> Task statement
Write the listing out again word for word, leaving each picture behind.

> Exercise data

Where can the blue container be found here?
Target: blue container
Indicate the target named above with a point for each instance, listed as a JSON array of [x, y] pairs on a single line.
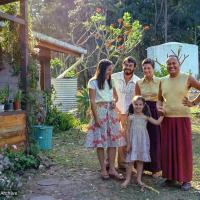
[[43, 136]]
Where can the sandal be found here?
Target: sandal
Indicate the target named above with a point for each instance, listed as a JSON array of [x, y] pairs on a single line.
[[116, 176], [104, 176], [142, 186]]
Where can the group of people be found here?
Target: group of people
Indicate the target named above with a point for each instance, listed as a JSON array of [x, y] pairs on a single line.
[[145, 122]]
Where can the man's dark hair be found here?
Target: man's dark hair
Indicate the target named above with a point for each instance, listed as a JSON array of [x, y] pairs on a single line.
[[101, 73], [130, 59], [148, 61]]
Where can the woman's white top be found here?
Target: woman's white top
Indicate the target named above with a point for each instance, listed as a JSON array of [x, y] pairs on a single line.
[[103, 95]]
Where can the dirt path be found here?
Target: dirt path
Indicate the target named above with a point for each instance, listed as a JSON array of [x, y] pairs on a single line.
[[75, 176]]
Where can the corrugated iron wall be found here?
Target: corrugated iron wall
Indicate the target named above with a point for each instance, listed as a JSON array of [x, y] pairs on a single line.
[[66, 90]]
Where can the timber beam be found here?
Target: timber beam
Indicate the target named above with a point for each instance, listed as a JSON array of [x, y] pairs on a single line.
[[2, 2]]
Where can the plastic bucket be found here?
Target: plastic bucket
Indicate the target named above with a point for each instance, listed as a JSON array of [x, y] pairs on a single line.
[[43, 136]]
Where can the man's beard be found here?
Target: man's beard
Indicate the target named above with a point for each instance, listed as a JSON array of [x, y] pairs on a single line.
[[128, 72]]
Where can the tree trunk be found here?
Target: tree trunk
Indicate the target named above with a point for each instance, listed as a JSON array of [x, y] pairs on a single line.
[[166, 21]]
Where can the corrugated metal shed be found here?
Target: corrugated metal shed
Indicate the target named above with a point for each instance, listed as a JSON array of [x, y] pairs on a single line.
[[190, 64], [66, 90]]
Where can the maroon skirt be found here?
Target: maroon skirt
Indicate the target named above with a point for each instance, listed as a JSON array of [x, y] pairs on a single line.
[[155, 141], [176, 144]]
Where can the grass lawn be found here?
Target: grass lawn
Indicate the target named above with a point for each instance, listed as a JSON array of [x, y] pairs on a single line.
[[70, 153]]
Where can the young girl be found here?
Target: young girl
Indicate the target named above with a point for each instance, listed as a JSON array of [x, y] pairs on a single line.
[[138, 144], [104, 128]]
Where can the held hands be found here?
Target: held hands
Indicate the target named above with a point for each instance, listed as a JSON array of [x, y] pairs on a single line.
[[161, 110], [113, 104], [128, 148], [97, 123], [186, 102]]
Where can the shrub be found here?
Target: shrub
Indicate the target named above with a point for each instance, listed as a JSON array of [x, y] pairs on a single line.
[[20, 161], [67, 121], [83, 104]]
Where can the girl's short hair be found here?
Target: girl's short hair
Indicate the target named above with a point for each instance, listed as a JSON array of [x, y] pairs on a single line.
[[173, 56], [148, 61], [146, 110]]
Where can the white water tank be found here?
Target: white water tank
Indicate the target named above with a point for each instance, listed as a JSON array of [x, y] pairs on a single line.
[[191, 63]]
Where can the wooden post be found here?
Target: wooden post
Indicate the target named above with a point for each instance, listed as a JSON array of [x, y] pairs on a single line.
[[24, 45], [45, 71]]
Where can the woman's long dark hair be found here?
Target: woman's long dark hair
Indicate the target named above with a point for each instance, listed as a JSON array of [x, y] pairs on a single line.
[[101, 73], [146, 110]]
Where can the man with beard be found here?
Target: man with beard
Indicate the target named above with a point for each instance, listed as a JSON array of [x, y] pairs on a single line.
[[124, 82]]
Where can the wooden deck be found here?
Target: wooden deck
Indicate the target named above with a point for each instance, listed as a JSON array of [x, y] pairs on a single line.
[[13, 128]]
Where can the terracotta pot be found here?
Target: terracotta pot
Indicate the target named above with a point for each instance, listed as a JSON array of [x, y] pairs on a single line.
[[17, 105]]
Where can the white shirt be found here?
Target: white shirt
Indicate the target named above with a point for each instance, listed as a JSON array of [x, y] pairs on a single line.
[[125, 91], [104, 95]]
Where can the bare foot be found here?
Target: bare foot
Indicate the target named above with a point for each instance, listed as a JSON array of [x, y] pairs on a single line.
[[125, 184], [114, 174], [104, 174], [156, 175]]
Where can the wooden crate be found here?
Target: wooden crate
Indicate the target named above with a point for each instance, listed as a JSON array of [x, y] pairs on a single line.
[[13, 128]]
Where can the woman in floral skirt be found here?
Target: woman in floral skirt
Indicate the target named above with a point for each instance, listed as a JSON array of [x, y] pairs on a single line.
[[104, 129]]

> Result
Where can the blue container be found here?
Target: blue container
Indicate the target named above with a point for each instance, listed as a JSON array of [x, y] pairs on a single line.
[[43, 136]]
Where can the sandal be found here?
Target: sandal
Indicate the target named above with a point for each instance, listed as a JSON array of [x, y] pairs on a single line.
[[116, 176], [104, 176], [142, 186]]
Where can the group of people be found here?
Target: group of people
Indicate the target named above with a point for each instance, listed as a JSON array of [x, y] pairs on a single line.
[[145, 122]]
Where can the man's dark hair be found here?
Target: man's dark hair
Indicate the target named above with a point for each instance, listed as a JSON array of [x, y] pairs on a single line.
[[101, 73], [130, 59], [148, 61]]
Where can the woman's white top be found here?
Target: woman's white top
Indicate the target named above with a point for each instance, listed as a JSON array of [x, y] pairs on a single line.
[[103, 95]]
Where can the dirt path be found here?
Target: dirt path
Indicate the target named above with a point for each instance, listed as a JSON array of [x, y] pairs on a single line.
[[75, 176]]
Where can the corrugated iron wall be found here?
Target: corrugated iron wall
Indicate the target named above with a point for each instance, listed as a JSON array of [x, y] pairs on a single line.
[[66, 90]]
Where can the timber beam be found here?
Target: timber beam
Indicate the target named above with a point for each instance, listed as a JSON array of [x, y] pairs on a single line.
[[2, 2]]
Where can the plastic bucket be found here?
Target: plastic bucket
Indicate the target named above with a point for each instance, listed as a JSON array of [x, y] pairs on a single line.
[[43, 136]]
Where can the man's beard be found here?
Target: man's beard
Indicate the target named above with a point for each instance, listed as a JSON array of [x, y] pairs on a single line.
[[128, 72]]
Where can the tree trunk be found here?
Target: tree trunk
Indicate the target named above with a point for each instance, listed as a JSON array of [x, y] pairs on a single line.
[[166, 21]]
Where can the corrugated metal shed be found here?
Target: corrugated metal shed
Indicate the target named above with a point for each instance, listed as a JSON array of [x, y] pairs on a single line.
[[190, 64], [66, 90]]
Where can the maroon skirt be found here?
Target: maroon skirt
Indicate the target named above with a point for each instance, listed as a JSON array of [x, y] pairs on a single line.
[[155, 141], [176, 144]]
Where can the grass lawn be found here?
Target: grass lawn
Indicate the target named above with a point for each instance, listed as a JSON array of [x, y] pairs on a single line.
[[70, 153]]
Where can the young girl be found here?
Target: young girl
Indicate the target named above with a point for each instance, listed as a JSON array of [x, y] pairs on a single line.
[[138, 144], [104, 128]]
Where can the held hands be found here?
Target: held hands
Indicate the target named above with a point for each instance, listed as a JSON array of [x, y] pairs on a single line.
[[161, 110], [113, 104], [128, 148], [97, 123], [186, 102]]
Where can the shrub be found here?
Target: shrub
Indicate the target named above with a point for each instance, listed as a JSON array of [x, y] pairs on a single line.
[[20, 161], [67, 121], [83, 104]]
Where can the girl's short hair be found here?
Target: girl's short hair
Indicate the target named above with a point for each instance, listed as a JSON array of [x, y] pairs on a single line.
[[173, 56], [148, 61], [146, 110]]
Where can the white water tank be found here?
Target: white water tank
Indicate the target named above with a point for each instance, listed as a JSON array of [x, y] pairs on a single line.
[[191, 63]]
Where can the wooden post be found here?
Target: wooden post
Indicate the target named above with a point for each instance, listed as a JSON array of [x, y] pairs on a single line.
[[24, 45], [45, 71]]
Where can the woman's long dark hair be found here?
Target: woman's long dark hair
Indicate the target named above with a point for each instance, listed as a JSON array of [x, y] pairs on a single line.
[[101, 73], [146, 110]]
Where can the man with beard be found here?
Target: man with beard
Indicate the target named above with a point for each instance, listed as a JSON array of [x, y] pairs on a single line.
[[124, 82]]
Where can the wooden deck be found here?
Target: wooden deck
Indicate the target named above with a point for each instance, listed as a JSON array of [x, y] pairs on a single line.
[[13, 128]]
Where can the terracotta pot be found here?
Target: terracotta pot
Indicate the target named above with a point for each instance, listed as a JSON array of [x, y] pairs on a single line.
[[17, 105]]
Where can the white shirt be found here?
Target: white shirt
Indicate the target named above with a point for each instance, listed as a JSON array of [x, y] pairs on a single line.
[[125, 91], [104, 95]]
Where can the bare foot be found here?
Target: bare foot
Indicate the target named above with a point for each instance, listed as a JSON array of [x, y] pairs on a single line.
[[125, 184], [114, 174], [104, 174], [156, 175]]
Where can the wooden crate be found here?
Target: wooden crate
Indicate the target named above with a point for each instance, listed as a JSON array of [x, y] pairs on a single line.
[[13, 128]]
Where can the woman in floral skirt be found here?
Target: woman in floral skirt
Indicate the target named above with a point for each instance, listed as a JSON array of [x, y] pairs on a single line.
[[104, 129]]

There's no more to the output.